### Material shown
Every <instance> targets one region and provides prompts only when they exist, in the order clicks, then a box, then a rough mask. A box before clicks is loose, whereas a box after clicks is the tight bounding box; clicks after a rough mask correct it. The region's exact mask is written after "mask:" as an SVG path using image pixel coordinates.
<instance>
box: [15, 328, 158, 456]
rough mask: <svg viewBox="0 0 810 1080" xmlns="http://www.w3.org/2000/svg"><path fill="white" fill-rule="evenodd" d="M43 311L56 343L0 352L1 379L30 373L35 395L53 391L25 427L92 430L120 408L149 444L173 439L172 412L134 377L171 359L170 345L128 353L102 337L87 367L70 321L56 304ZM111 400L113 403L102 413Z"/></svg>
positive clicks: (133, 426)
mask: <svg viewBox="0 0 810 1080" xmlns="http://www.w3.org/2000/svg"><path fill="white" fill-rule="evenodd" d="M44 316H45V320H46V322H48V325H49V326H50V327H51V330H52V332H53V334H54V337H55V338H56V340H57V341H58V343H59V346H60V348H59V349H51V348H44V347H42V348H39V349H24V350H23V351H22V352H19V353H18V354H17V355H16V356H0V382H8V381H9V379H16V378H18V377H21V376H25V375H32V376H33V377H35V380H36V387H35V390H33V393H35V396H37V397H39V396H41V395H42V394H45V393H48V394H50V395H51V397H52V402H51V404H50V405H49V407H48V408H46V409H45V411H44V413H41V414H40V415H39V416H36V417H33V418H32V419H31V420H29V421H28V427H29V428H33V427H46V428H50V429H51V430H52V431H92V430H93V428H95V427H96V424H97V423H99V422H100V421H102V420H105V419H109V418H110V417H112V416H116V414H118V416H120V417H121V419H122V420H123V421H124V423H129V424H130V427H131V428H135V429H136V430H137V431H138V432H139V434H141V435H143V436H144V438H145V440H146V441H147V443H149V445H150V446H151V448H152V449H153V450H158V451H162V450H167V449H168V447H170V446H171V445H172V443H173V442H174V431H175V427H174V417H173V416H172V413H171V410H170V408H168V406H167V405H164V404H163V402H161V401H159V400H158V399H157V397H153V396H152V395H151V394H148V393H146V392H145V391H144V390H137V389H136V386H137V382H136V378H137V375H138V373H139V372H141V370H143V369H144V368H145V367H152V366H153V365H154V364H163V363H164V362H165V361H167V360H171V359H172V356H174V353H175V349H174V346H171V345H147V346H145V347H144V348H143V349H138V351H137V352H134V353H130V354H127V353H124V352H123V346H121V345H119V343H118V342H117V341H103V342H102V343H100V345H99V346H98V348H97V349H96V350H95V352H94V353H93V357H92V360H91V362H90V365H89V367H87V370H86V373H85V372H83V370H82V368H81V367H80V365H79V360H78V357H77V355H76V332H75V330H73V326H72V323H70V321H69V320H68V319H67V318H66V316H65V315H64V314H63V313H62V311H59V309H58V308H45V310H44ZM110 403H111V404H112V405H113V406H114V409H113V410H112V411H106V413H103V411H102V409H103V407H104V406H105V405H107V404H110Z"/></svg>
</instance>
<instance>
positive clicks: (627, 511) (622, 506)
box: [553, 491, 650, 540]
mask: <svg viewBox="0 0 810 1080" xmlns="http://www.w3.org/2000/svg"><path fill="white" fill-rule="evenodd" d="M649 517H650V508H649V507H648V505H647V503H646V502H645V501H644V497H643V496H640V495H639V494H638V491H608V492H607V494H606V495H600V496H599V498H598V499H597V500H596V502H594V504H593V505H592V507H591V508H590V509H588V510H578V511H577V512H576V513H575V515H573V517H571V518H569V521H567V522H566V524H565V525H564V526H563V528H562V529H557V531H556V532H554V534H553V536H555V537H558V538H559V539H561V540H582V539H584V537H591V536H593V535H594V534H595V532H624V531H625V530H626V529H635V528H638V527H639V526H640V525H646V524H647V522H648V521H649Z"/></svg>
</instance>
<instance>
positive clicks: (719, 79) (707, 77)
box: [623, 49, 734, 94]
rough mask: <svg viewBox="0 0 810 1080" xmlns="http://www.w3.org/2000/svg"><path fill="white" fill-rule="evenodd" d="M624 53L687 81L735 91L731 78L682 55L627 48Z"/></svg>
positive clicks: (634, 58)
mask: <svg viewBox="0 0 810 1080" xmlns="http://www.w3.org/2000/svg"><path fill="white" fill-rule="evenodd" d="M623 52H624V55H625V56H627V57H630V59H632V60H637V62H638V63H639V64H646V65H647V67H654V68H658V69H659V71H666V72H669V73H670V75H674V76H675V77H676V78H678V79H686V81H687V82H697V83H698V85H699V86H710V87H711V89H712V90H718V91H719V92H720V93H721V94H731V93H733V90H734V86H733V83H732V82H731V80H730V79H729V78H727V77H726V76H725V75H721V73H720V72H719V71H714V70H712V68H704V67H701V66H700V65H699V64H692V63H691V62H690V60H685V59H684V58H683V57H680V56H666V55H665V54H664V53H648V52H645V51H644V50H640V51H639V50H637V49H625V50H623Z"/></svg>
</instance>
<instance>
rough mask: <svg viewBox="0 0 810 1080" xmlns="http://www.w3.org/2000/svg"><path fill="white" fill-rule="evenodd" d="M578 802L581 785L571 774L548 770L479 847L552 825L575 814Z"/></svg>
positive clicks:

### Task goal
Extract from the entries above every line that contains the string "rough", matching case exactly.

### Expected answer
Every <instance> targets one region and provides prompts only when they exist, in the order clicks, then a box, then a rough mask. A box before clicks is loose, whereas a box after clicks is the tight bounding box; clicks after a rough mask correct it. The region's exact mask is written after "mask:" as an SVG path using image pixel coordinates.
rough mask: <svg viewBox="0 0 810 1080" xmlns="http://www.w3.org/2000/svg"><path fill="white" fill-rule="evenodd" d="M43 311L56 343L0 352L1 379L30 373L35 395L53 391L25 427L92 430L120 408L149 444L173 439L172 412L134 377L171 359L170 345L128 353L102 337L87 367L70 321L56 304ZM111 400L113 403L102 413Z"/></svg>
rough mask: <svg viewBox="0 0 810 1080" xmlns="http://www.w3.org/2000/svg"><path fill="white" fill-rule="evenodd" d="M624 53L687 81L735 91L731 78L682 55L627 48Z"/></svg>
rough mask: <svg viewBox="0 0 810 1080" xmlns="http://www.w3.org/2000/svg"><path fill="white" fill-rule="evenodd" d="M578 802L581 785L571 774L548 770L479 847L552 825L575 814Z"/></svg>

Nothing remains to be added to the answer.